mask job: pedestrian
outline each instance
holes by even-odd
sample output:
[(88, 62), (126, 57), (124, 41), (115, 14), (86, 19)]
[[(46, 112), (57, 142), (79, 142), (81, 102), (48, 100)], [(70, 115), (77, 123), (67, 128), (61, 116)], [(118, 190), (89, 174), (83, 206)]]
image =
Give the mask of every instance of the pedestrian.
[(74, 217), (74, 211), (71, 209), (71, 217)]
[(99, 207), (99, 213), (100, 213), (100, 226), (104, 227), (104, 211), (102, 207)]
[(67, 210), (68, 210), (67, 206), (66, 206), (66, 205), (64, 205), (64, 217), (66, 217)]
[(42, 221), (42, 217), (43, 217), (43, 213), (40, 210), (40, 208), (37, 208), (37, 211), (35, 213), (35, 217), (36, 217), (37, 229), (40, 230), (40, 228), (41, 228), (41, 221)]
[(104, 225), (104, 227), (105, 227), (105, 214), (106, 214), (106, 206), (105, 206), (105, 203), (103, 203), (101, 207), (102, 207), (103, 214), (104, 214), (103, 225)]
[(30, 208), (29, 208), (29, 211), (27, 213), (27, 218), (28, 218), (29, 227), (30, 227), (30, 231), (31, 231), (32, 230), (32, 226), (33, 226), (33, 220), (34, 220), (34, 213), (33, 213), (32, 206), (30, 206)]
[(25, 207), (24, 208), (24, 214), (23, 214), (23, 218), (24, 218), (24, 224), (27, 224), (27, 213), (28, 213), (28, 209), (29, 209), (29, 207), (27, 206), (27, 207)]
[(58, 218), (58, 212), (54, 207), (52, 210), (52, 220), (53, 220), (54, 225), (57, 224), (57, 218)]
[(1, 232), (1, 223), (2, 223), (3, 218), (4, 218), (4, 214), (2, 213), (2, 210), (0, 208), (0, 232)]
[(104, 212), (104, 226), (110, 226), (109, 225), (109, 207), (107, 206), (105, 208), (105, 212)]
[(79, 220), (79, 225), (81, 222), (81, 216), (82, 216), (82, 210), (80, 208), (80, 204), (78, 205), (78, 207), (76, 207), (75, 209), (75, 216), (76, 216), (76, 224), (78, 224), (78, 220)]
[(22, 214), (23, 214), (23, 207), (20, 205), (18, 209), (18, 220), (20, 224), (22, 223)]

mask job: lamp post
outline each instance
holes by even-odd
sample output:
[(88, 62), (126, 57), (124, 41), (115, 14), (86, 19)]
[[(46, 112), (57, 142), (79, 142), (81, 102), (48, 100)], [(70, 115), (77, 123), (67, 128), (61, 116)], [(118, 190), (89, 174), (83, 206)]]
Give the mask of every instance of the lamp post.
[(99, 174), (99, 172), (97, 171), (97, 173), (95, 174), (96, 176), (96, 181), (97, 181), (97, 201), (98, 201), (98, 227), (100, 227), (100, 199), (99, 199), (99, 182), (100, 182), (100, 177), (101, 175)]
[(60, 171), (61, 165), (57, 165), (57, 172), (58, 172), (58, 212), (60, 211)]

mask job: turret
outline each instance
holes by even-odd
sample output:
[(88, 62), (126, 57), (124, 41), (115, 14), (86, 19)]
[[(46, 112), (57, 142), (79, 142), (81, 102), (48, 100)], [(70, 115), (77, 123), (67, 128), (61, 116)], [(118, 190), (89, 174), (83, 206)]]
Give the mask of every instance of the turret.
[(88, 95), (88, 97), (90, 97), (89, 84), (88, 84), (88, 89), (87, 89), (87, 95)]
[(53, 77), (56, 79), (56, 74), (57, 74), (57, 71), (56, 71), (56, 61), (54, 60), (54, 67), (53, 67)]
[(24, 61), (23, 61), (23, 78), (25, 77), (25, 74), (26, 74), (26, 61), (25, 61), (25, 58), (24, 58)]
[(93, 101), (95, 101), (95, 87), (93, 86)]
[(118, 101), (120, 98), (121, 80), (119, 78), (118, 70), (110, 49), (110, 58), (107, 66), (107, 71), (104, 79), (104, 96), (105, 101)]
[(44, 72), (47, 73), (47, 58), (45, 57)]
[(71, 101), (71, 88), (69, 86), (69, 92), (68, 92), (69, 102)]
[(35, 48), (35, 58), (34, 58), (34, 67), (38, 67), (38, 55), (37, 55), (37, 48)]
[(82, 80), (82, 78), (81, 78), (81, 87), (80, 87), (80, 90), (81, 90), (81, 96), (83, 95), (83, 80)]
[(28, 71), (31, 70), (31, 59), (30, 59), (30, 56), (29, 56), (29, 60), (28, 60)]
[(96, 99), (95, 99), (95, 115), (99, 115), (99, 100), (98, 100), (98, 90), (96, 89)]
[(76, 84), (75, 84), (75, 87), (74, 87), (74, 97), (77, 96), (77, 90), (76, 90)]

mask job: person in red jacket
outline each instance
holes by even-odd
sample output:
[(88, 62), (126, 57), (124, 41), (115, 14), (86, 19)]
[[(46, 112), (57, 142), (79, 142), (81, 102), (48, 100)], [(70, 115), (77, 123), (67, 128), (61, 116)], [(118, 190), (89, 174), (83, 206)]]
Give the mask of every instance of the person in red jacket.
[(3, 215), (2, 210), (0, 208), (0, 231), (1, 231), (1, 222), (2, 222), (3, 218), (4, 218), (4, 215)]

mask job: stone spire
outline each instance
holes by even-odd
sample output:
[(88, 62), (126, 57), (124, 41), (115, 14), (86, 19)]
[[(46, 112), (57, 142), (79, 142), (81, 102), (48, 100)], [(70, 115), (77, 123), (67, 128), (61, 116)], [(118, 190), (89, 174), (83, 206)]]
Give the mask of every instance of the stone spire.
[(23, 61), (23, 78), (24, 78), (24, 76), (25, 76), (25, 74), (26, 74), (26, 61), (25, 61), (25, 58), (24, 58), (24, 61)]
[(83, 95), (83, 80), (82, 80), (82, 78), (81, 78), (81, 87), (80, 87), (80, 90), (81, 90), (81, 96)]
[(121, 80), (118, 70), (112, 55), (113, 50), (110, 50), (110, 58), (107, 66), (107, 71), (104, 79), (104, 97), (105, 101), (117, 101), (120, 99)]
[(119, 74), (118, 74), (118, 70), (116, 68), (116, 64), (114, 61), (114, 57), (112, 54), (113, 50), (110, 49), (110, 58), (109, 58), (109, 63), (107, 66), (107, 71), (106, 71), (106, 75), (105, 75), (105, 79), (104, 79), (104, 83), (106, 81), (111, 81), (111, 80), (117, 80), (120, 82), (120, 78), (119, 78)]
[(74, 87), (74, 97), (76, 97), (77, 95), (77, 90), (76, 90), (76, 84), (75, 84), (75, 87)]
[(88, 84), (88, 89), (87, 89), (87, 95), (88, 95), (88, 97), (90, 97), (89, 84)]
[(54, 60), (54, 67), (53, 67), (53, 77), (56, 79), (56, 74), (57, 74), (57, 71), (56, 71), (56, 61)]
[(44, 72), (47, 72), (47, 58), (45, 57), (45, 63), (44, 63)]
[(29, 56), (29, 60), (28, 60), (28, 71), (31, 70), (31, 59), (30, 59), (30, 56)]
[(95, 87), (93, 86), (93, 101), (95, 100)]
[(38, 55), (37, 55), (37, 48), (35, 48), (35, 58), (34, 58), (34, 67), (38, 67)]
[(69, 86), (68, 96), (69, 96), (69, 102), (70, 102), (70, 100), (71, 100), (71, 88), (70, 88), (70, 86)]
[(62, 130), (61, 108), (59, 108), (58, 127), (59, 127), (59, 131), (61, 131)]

■ To do ■
Report every line of the rows above that contains the string "post". Copy each such line in full.

■ The reply ■
mask job: lamp post
Give the mask of every instance of the lamp post.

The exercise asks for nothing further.